Action item:
Please return all lines in the listing holding the word "shirt".

----- Provided entries

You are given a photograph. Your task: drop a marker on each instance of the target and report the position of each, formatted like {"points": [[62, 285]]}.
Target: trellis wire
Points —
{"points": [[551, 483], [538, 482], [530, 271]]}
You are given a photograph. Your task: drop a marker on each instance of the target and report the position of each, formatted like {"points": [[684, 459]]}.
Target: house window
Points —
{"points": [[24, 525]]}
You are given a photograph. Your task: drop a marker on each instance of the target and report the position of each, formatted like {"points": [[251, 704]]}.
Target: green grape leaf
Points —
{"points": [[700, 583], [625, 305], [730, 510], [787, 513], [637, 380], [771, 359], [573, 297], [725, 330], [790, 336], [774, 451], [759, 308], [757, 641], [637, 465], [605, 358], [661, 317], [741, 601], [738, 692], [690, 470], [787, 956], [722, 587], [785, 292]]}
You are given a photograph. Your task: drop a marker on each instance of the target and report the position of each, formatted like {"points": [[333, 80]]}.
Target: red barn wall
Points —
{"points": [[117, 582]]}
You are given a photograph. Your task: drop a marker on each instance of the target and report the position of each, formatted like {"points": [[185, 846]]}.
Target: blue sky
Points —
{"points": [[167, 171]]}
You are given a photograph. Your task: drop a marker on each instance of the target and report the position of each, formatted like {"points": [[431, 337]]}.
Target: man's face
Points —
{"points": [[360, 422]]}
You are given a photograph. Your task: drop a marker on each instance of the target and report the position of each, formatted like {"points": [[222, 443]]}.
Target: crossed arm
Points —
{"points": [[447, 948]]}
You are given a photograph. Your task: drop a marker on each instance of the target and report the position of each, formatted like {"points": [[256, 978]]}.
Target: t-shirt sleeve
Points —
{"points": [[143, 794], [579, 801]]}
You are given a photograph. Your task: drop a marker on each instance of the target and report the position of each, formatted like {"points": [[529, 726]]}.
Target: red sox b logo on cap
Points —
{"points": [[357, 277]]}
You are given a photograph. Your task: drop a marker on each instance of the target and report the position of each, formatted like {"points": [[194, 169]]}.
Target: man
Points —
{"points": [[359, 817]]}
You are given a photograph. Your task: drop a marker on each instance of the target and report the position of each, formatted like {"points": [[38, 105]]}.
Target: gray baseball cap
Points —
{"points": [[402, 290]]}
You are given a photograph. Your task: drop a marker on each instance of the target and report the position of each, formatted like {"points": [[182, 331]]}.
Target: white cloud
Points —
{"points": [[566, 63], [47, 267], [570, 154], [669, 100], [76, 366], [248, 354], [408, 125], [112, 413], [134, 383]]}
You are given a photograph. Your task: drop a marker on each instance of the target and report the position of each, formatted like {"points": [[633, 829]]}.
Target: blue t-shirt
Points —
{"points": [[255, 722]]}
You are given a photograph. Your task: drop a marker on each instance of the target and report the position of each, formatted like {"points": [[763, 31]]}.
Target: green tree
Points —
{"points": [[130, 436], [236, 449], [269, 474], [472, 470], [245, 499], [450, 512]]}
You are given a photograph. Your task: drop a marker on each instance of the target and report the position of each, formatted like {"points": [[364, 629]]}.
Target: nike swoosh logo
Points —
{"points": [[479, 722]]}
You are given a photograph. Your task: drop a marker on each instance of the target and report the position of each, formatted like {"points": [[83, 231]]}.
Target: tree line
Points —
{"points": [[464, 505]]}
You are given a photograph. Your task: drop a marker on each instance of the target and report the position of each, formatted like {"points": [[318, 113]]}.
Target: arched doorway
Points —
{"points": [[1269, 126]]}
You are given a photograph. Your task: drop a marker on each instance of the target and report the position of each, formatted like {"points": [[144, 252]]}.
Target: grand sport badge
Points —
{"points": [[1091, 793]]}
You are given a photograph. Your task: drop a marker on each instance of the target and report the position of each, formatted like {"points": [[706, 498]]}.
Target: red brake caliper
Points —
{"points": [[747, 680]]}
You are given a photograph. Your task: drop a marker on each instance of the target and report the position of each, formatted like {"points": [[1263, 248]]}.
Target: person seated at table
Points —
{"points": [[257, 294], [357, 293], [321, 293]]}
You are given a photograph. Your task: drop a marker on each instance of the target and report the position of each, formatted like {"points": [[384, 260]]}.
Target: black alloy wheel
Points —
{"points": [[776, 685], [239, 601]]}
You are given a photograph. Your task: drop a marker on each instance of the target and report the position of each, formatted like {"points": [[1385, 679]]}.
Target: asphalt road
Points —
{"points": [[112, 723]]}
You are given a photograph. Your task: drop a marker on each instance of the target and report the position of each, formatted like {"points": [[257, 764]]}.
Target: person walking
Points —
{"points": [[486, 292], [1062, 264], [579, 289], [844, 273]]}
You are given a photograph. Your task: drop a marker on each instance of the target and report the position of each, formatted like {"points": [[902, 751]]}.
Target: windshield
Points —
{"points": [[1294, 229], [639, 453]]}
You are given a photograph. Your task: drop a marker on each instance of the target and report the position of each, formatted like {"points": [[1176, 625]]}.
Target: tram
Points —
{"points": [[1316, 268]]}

----------

Solved exercise:
Target: t-shirt sleeve
Target: blue t-shirt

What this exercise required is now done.